= Records for this exercise =
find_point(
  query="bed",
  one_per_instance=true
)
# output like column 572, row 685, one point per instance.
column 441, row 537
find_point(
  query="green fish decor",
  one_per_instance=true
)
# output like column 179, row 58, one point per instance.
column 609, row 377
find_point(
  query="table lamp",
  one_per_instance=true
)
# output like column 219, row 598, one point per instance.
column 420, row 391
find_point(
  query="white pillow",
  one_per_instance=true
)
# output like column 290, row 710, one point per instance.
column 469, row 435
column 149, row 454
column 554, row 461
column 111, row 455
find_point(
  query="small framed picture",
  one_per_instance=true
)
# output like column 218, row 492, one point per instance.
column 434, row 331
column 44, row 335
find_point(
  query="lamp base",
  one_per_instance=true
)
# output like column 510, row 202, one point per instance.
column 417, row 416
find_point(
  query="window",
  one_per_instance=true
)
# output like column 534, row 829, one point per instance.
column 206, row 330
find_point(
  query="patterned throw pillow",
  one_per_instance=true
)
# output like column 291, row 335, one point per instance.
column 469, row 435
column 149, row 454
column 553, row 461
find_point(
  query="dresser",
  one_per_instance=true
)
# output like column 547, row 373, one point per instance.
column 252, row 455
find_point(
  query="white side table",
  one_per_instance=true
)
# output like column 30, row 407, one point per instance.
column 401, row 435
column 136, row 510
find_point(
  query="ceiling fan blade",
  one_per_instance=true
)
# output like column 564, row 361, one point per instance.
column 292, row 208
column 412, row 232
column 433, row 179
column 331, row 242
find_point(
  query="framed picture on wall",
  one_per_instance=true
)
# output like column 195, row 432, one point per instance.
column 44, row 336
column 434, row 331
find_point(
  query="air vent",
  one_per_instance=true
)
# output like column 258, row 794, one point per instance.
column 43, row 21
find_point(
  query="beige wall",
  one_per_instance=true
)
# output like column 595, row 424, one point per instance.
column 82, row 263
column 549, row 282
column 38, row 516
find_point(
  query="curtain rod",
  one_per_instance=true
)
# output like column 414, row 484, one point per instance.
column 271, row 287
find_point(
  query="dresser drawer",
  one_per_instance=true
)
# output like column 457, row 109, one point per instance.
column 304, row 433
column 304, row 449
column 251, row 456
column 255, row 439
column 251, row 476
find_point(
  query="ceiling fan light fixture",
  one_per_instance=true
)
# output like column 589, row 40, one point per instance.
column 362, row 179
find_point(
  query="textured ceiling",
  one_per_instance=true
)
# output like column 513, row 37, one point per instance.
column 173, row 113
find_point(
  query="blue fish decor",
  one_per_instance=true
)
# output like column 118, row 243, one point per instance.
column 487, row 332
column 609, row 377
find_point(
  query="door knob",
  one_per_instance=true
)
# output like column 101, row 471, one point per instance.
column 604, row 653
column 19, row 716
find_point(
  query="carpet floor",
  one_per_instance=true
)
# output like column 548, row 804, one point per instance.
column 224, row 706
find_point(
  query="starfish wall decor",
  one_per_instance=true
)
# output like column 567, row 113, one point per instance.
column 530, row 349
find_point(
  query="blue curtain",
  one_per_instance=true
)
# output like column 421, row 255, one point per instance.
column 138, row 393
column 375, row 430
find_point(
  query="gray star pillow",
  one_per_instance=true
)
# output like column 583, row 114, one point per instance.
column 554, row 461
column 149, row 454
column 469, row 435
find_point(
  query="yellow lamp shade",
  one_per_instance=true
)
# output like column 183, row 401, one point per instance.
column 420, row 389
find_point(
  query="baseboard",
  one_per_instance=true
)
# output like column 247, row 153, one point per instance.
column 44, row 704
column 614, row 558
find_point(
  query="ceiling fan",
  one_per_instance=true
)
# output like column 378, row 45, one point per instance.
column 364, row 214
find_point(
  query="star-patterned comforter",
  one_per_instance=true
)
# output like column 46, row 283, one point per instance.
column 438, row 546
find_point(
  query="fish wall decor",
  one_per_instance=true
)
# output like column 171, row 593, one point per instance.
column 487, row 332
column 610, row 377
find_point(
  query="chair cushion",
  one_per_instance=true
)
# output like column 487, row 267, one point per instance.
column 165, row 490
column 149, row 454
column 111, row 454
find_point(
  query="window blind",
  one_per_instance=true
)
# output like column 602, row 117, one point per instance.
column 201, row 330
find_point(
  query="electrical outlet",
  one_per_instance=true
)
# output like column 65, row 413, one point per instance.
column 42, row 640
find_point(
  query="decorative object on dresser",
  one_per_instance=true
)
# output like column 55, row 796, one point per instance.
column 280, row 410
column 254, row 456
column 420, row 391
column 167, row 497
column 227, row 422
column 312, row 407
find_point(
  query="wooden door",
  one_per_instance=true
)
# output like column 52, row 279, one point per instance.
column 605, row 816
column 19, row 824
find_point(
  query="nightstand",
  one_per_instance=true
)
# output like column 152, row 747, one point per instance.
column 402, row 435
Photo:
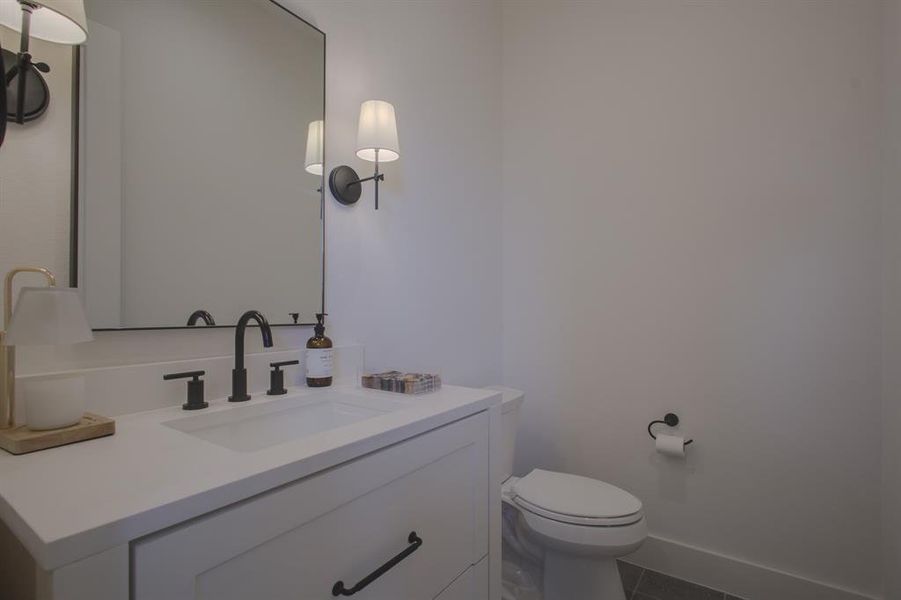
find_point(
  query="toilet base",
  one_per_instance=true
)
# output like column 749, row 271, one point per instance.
column 568, row 577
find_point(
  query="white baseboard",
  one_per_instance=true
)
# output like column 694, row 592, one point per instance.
column 734, row 576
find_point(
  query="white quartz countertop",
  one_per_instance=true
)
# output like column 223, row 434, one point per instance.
column 70, row 502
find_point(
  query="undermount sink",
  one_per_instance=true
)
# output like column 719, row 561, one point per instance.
column 257, row 426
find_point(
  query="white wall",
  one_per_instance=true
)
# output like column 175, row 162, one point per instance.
column 891, row 236
column 419, row 280
column 691, row 223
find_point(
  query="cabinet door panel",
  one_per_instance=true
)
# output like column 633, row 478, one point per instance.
column 471, row 585
column 298, row 541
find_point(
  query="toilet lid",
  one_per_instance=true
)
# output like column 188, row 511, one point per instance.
column 568, row 497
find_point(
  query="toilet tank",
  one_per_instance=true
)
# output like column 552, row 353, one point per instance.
column 512, row 402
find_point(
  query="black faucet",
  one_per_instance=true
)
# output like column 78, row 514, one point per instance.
column 198, row 315
column 239, row 373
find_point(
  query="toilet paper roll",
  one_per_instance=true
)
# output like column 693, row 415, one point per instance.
column 671, row 445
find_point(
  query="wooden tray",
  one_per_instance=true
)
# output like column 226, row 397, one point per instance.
column 21, row 440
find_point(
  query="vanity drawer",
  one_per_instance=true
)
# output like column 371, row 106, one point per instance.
column 298, row 541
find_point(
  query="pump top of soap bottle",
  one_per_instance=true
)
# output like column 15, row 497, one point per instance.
column 319, row 356
column 319, row 328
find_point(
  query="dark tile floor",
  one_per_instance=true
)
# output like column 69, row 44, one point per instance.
column 644, row 584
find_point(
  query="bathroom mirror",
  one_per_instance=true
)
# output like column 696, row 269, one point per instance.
column 198, row 186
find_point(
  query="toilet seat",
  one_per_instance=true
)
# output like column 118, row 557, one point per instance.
column 575, row 500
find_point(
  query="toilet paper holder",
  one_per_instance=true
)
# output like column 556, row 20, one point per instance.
column 669, row 419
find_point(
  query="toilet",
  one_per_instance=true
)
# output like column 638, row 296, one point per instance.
column 578, row 525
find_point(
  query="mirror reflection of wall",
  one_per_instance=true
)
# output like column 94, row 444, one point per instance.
column 36, row 173
column 194, row 124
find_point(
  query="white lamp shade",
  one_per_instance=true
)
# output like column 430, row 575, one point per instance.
column 313, row 161
column 48, row 315
column 377, row 131
column 60, row 21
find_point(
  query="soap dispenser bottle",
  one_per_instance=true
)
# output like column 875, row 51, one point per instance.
column 319, row 356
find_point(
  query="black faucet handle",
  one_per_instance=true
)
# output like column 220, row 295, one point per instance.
column 277, row 377
column 284, row 363
column 186, row 374
column 195, row 388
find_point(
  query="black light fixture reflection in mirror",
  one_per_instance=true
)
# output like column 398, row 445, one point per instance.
column 26, row 95
column 376, row 142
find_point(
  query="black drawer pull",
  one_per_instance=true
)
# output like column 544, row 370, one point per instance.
column 415, row 542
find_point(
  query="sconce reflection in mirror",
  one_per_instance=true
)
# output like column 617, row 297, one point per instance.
column 25, row 96
column 376, row 142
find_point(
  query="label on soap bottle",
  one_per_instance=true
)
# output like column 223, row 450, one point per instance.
column 319, row 362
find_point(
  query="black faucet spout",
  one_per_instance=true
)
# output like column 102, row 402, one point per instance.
column 239, row 373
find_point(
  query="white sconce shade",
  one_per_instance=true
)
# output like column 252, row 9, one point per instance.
column 60, row 21
column 377, row 132
column 313, row 162
column 48, row 315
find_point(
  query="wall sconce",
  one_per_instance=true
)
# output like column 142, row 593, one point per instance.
column 376, row 142
column 59, row 21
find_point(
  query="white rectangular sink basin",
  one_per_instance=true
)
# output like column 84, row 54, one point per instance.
column 257, row 426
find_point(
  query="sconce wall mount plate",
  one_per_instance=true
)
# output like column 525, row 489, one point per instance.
column 37, row 94
column 344, row 184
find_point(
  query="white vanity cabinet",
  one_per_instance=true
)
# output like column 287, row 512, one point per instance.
column 297, row 541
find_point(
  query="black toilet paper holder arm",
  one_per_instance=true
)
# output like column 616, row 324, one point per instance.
column 669, row 419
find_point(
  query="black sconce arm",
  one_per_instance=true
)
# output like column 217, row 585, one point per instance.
column 346, row 187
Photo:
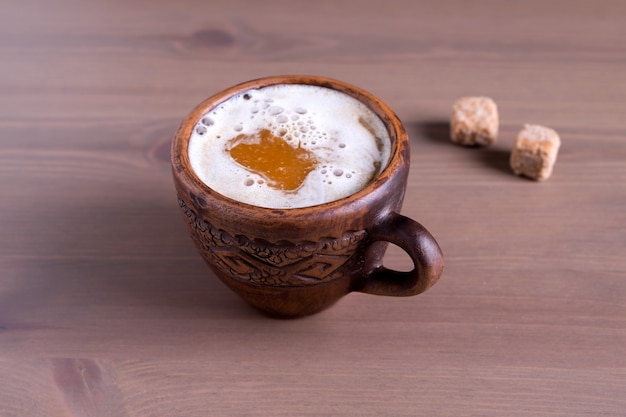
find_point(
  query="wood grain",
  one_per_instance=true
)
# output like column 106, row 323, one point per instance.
column 107, row 310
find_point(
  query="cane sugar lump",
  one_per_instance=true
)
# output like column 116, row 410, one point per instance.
column 474, row 121
column 535, row 151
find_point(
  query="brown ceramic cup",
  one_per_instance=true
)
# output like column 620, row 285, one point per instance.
column 299, row 261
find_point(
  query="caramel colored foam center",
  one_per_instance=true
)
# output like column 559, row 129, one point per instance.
column 283, row 166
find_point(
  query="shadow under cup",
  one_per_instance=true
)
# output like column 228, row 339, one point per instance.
column 298, row 261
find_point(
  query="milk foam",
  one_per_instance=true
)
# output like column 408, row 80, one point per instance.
column 349, row 141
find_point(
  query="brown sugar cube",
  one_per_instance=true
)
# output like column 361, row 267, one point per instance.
column 474, row 121
column 535, row 151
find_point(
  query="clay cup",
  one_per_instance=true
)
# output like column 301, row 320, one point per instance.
column 298, row 261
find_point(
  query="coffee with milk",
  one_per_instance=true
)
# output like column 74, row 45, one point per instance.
column 289, row 146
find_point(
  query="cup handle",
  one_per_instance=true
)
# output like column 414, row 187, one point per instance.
column 423, row 250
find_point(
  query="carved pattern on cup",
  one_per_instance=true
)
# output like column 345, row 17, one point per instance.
column 263, row 262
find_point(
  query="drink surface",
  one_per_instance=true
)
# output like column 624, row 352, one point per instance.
column 289, row 146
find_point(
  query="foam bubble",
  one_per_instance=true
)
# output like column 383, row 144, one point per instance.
column 333, row 122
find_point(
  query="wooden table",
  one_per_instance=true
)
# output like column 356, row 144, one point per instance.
column 107, row 310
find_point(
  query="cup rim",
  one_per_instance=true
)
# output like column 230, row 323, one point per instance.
column 182, row 167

= Do this =
Copy out the entries verbatim, from the very start through the line containing "column 206, row 330", including that line.

= Worked answer =
find_point(
  query="bed",
  one_per_instance=true
)
# output like column 572, row 685, one point per instance.
column 441, row 537
find_point(
  query="green fish decor",
  one_per_instance=true
)
# output like column 179, row 58, one point per instance.
column 609, row 377
find_point(
  query="table lamp",
  one_per_instance=true
)
# output like column 219, row 598, one point per instance.
column 420, row 391
find_point(
  query="white pillow",
  one_per_instance=true
)
# output like column 290, row 710, one point per instance.
column 469, row 435
column 149, row 454
column 554, row 461
column 111, row 455
find_point(
  query="small framed picture",
  one_per_instance=true
)
# output like column 218, row 492, one point per instance.
column 434, row 331
column 44, row 335
find_point(
  query="lamp base",
  one_per_instance=true
)
# output like column 510, row 202, one point per instance.
column 417, row 416
find_point(
  query="window",
  one_per_instance=true
)
# output like column 534, row 829, one point per instance.
column 206, row 330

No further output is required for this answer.